→ **Stated exercise**
Edit the entries below, replacing "pixels as integers" with "pixels as whole numbers" wherever it occurs and leaving every other character unchanged.

→ **Extracted entries**

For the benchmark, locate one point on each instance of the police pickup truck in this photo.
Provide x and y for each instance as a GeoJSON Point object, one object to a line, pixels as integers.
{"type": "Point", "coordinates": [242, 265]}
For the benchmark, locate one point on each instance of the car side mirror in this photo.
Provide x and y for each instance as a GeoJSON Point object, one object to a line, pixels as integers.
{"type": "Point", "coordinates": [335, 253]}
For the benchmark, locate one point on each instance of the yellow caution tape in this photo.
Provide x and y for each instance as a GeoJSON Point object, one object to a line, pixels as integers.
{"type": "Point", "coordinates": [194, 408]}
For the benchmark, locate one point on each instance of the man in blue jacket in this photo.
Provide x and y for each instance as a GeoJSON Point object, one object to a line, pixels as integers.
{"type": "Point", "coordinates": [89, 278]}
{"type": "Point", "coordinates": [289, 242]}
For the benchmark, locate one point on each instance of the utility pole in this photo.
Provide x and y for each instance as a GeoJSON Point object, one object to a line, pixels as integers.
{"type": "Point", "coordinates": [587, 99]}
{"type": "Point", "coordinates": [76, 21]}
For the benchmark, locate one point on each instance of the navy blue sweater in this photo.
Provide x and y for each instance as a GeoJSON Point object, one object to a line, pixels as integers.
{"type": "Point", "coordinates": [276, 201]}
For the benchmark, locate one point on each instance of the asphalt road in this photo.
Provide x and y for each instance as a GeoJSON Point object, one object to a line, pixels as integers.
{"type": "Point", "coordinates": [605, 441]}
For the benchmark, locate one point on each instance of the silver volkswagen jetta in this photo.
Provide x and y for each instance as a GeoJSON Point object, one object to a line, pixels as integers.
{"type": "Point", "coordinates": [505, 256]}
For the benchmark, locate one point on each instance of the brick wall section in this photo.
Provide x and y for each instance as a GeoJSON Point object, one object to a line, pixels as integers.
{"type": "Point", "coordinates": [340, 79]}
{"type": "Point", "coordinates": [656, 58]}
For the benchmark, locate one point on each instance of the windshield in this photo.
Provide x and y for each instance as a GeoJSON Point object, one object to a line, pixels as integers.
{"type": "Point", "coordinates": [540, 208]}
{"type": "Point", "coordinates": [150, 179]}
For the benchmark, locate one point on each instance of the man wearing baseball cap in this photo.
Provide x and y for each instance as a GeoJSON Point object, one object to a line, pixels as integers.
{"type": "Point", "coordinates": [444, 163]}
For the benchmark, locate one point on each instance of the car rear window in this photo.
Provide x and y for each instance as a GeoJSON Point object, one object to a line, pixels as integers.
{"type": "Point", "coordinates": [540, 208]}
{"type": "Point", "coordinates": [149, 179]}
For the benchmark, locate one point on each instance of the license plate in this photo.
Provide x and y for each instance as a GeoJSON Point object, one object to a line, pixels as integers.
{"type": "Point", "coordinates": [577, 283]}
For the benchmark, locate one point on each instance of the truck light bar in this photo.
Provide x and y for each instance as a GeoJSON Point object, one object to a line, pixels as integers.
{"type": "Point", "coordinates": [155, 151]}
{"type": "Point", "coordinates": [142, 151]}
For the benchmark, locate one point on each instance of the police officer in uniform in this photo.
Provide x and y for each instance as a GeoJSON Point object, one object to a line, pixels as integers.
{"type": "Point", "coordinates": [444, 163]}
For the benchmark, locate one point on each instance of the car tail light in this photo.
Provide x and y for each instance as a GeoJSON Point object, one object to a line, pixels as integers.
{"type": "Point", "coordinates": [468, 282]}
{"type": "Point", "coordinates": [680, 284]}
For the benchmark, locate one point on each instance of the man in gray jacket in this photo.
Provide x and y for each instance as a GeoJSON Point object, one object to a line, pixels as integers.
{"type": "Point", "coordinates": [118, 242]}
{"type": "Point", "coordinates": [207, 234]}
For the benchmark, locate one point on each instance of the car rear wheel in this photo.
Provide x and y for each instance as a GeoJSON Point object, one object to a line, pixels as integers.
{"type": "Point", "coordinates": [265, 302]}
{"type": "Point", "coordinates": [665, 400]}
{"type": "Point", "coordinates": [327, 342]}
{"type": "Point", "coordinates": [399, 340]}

→ **Exercise response**
For the benchmark, locate one point on each instance of the police pickup truck in this photo.
Provide x and y for each instance as a GeoJSON Point object, one object to a line, pixels as whole numbers.
{"type": "Point", "coordinates": [242, 265]}
For the benchmark, locate one point on each instance of the car side mirror in this photo.
Provide x and y for each instance as a GeoJSON Point object, one object to a line, pixels as whole numbers.
{"type": "Point", "coordinates": [335, 253]}
For the benchmark, locate one point on each instance of the yellow caution tape in this photo.
Provide x and y for each instance as a GeoJSON Point object, one object to a line, pixels as whole numbers.
{"type": "Point", "coordinates": [194, 408]}
For the benchmark, locate one point on each instance of the man in blue jacket in this photo.
Provide x and y for each instance as a GeoJSON Point object, one object to a line, pixels as whole numbers.
{"type": "Point", "coordinates": [89, 278]}
{"type": "Point", "coordinates": [289, 242]}
For the benchmark, locate one point on each instance of the utility pole in this photo.
Provide x and y for each instance as a GeoJSON Point object, one object to a line, pixels as whole numbers.
{"type": "Point", "coordinates": [587, 99]}
{"type": "Point", "coordinates": [76, 21]}
For the benchmark, locate one point on each instance of the navy blue sweater in this photo.
Provide x and y for each instance as a GeoJSON Point object, one object to a line, pixels as whole numbers.
{"type": "Point", "coordinates": [276, 201]}
For the benchmark, locate one point on each instance of the asphalt road in this photo.
Provide x and y for each instance as a GeoJSON Point object, one object to a line, pixels as whole numbers.
{"type": "Point", "coordinates": [605, 441]}
For the benchmark, locate one point on each instance of the silver volkswagen jetta in this photo.
Provide x and y for each instance as a GeoJSON Point object, one object to a line, pixels as whole numbers.
{"type": "Point", "coordinates": [505, 256]}
For the benchmark, locate one point on each instance of the brick wall section in this photo.
Provide x and y for each instance as a GeoJSON Point object, one object to a line, pixels as whole numbers.
{"type": "Point", "coordinates": [340, 79]}
{"type": "Point", "coordinates": [656, 58]}
For the benchmark, locate one point on each instance of the windshield in this photo.
Provide x and y for each instance as a GeoJSON Point object, one object to a line, pixels as whole numbers.
{"type": "Point", "coordinates": [540, 208]}
{"type": "Point", "coordinates": [150, 179]}
For the benchmark, locate one point on each instance of the man wearing baseball cap in this photo.
Provide x and y for each instance as a GeoJSON Point object, one object to a line, pixels as whole numbers.
{"type": "Point", "coordinates": [444, 163]}
For the benchmark, locate one point on each instance of the car rear window in this photo.
Provide x and y for each instance as a GeoJSON Point object, one object to a line, pixels as whole numbers.
{"type": "Point", "coordinates": [540, 208]}
{"type": "Point", "coordinates": [149, 179]}
For the benchmark, locate one point on each instance of the license plate in this photo.
Provide x and y for each instance as a GeoJSON Point object, one object to a line, pixels as whole numbers.
{"type": "Point", "coordinates": [577, 283]}
For the benchmark, locate one point on each instance of the truck light bar in this photo.
Provide x and y for each instance as a GeoJSON Point object, one object to a line, pixels as whole numbers.
{"type": "Point", "coordinates": [155, 151]}
{"type": "Point", "coordinates": [142, 151]}
For the benchmark, locate one point on each instance of the police officer in uniform in this photo.
Provide x and y for each instance as a GeoJSON Point object, one object to a line, pixels as whole numbers.
{"type": "Point", "coordinates": [444, 163]}
For the benchmark, locate one point on each instance of the car tail light in this photo.
Provide x and y for each instance as a GeoJSON Point object, one object to a line, pixels as whole numbers.
{"type": "Point", "coordinates": [468, 282]}
{"type": "Point", "coordinates": [680, 284]}
For the benchmark, locate one point on each instance of the man in gray jacket in this photo.
Provide x and y for each instance as a GeoJSON Point object, one object to a line, pixels as whole numbers.
{"type": "Point", "coordinates": [118, 242]}
{"type": "Point", "coordinates": [207, 234]}
For the benchmark, locate one point on each instance of the car rear wheel in this photo.
Provide x and y for each instance as a GeoJSON Point object, one object to a line, pixels as whole numbers.
{"type": "Point", "coordinates": [265, 302]}
{"type": "Point", "coordinates": [665, 400]}
{"type": "Point", "coordinates": [327, 342]}
{"type": "Point", "coordinates": [399, 340]}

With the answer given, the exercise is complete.